• **TEXTE PRÉSENTÉ**
************

La destination touristique conçue par Euro Disney SCA et le groupe Pierre & Vacances-Center Parcs dispose de sa propre station géothermale. Une installation qui lui a permis d'économiser, l'an dernier, quelque 7 400 tonnes de CO2. Clubic s'est rendu sur place pour voir ce qu'il en est.
Ouvert depuis septembre 2017, Villages Nature Paris possède sa propre station géothermale, avec deux puits qui ont été creusés à 1 900 mètres sous terre. Extraite à environ 80°, l'énergie renouvelable, dont le mécanisme consiste à rechercher l'eau naturellement chaude présente dans le Dogger, ne se situe pas dans une nappe phréatique mais se trouve dans une grosse retenue d'eau.
L'eau chauffée puisée permet de répondre à 40% des besoins des deux parcs de Disneyland Paris et à la totalité des besoins énergétiques de Villages Nature, jusque dans son Aqualagon, emblème de la destination, dont la température de l'eau atteint agréablement les 30°, en intérieur et en extérieur, été comme hiver. Sylvain Langlade, responsable d'équipe d'exploitation chez ENGIE Réseaux, en charge de la centrale géothermie et du réseau de Villages Nature Paris, nous a accueilli sur place, au début du mois de novembre, pour nous expliquer l'importance capitale de la source d'énergie pour la destination, ainsi que ses subtilités. Ce dernier a également pu nous détailler le parcours effectué par l'eau puisée, long de 25 kilomètres.

************

• **EXTRAIT DES DONNÉES**

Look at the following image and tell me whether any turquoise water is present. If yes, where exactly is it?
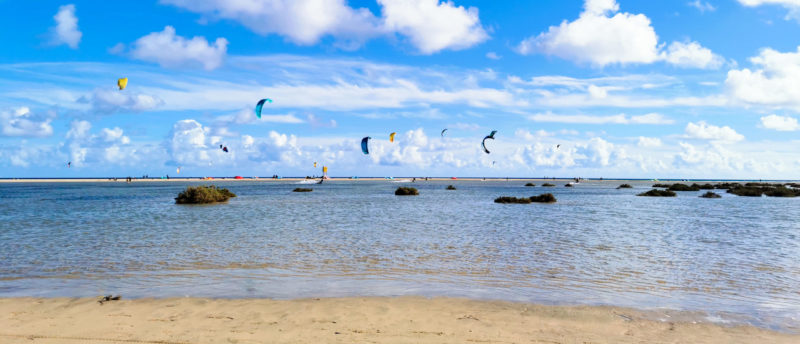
[0,181,800,331]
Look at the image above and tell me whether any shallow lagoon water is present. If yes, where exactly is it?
[0,181,800,331]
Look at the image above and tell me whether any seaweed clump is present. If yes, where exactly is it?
[175,185,236,204]
[494,193,556,204]
[764,185,800,197]
[394,186,419,196]
[714,183,742,190]
[636,189,676,197]
[728,185,764,197]
[530,193,556,203]
[667,183,700,191]
[494,196,531,204]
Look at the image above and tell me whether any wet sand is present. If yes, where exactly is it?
[0,177,620,183]
[0,297,800,343]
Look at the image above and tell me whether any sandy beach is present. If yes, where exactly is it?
[0,297,800,343]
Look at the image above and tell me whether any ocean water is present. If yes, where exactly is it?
[0,181,800,332]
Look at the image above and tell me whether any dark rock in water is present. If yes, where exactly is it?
[667,183,700,191]
[714,183,742,190]
[394,186,419,196]
[97,295,122,305]
[764,185,800,197]
[175,185,236,204]
[636,189,676,197]
[727,185,764,197]
[494,193,556,204]
[691,183,714,190]
[728,183,800,197]
[530,193,556,203]
[494,196,531,204]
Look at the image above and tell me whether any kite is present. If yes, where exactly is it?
[481,130,497,154]
[256,98,272,118]
[361,136,371,154]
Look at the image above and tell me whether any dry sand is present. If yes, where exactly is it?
[0,297,800,343]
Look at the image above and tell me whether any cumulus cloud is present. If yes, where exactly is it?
[636,136,661,148]
[161,0,488,54]
[686,121,744,142]
[486,51,502,60]
[0,107,55,137]
[78,88,164,115]
[161,0,382,45]
[166,119,216,166]
[378,0,489,54]
[62,120,134,168]
[50,4,83,49]
[739,0,800,21]
[761,114,800,131]
[528,112,674,124]
[725,46,800,109]
[688,0,717,13]
[661,42,725,69]
[517,0,722,68]
[130,26,228,70]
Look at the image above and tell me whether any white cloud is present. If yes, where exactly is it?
[636,136,661,148]
[78,88,164,115]
[761,114,800,131]
[517,0,721,68]
[0,107,55,137]
[688,0,717,13]
[167,119,214,166]
[51,4,83,49]
[725,46,800,109]
[528,112,674,124]
[101,127,131,144]
[62,120,136,168]
[161,0,488,54]
[578,137,619,166]
[630,113,675,124]
[130,26,228,70]
[378,0,489,54]
[161,0,382,45]
[739,0,800,21]
[306,113,338,128]
[686,121,744,142]
[661,42,725,69]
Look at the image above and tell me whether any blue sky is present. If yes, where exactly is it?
[0,0,800,179]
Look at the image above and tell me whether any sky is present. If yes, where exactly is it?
[0,0,800,179]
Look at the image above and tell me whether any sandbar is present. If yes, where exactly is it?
[0,297,800,344]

************

• **LISTE DES TÂCHES**
• 1. D'après le texte sur la station géothermale, à quelle profondeur les deux puits ont-ils été creusés ?
• 2. Extrayez du texte sur la station géothermale le passage qui va de "La destination touristique" à "qu'il en est.".

• **RÉPONSES PAR TÂCHE**
• 1. À 1 900 mètres sous terre.

• 2.
La destination touristique conçue par Euro Disney SCA et le groupe Pierre & Vacances-Center Parcs dispose de sa propre station géothermale. Une installation qui lui a permis d'économiser, l'an dernier, quelque 7 400 tonnes de CO2. Clubic s'est rendu sur place pour voir ce qu'il en est.